# [Material provided]
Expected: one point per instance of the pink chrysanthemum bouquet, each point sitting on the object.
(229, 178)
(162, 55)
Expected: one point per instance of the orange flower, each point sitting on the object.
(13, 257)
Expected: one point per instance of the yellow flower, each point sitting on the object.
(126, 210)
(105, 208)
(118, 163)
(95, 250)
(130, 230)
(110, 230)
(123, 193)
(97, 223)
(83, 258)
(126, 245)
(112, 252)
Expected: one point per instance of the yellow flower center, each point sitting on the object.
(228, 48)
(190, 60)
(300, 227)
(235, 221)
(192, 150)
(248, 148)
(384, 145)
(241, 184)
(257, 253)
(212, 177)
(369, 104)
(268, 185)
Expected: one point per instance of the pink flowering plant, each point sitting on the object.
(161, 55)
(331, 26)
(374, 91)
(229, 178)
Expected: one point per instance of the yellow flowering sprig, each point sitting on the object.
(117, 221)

* * *

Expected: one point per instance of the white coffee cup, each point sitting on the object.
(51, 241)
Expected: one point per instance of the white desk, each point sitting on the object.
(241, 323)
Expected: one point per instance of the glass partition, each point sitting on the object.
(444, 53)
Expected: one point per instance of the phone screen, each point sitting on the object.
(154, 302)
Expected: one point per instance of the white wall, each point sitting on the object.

---

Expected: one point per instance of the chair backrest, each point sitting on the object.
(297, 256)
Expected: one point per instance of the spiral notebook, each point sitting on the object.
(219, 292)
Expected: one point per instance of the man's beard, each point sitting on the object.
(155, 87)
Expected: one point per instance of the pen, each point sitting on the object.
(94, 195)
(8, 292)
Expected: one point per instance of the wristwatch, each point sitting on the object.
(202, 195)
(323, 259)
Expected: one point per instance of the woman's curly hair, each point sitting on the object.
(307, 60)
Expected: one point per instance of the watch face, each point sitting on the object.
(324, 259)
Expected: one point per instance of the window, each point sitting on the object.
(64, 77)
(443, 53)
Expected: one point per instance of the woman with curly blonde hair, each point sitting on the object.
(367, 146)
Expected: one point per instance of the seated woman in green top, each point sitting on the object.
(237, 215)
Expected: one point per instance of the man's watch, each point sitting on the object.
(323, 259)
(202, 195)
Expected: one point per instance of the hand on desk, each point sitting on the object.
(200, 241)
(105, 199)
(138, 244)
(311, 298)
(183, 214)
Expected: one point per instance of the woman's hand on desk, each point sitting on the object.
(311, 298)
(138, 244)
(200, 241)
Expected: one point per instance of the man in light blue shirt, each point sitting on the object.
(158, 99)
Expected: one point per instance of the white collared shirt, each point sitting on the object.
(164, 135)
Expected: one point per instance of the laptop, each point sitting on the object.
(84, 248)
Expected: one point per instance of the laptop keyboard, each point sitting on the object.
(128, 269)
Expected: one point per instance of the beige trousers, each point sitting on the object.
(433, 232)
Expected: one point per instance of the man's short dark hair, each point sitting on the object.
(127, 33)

# [Assigned task]
Within the data above, the span starting at the line containing "Expected: one point per instance of the glass" and ending at the line containing "Expected: one point per instance of the white wall, each" is to be retyped exactly, with no other lines.

# [Response area]
Expected: one point per instance of the glass partition, each point sitting on the object.
(444, 53)
Expected: one point per instance of the phone screen, each point sitting on the object.
(154, 302)
Expected: one point per instance of the white wall, each point sitting on the object.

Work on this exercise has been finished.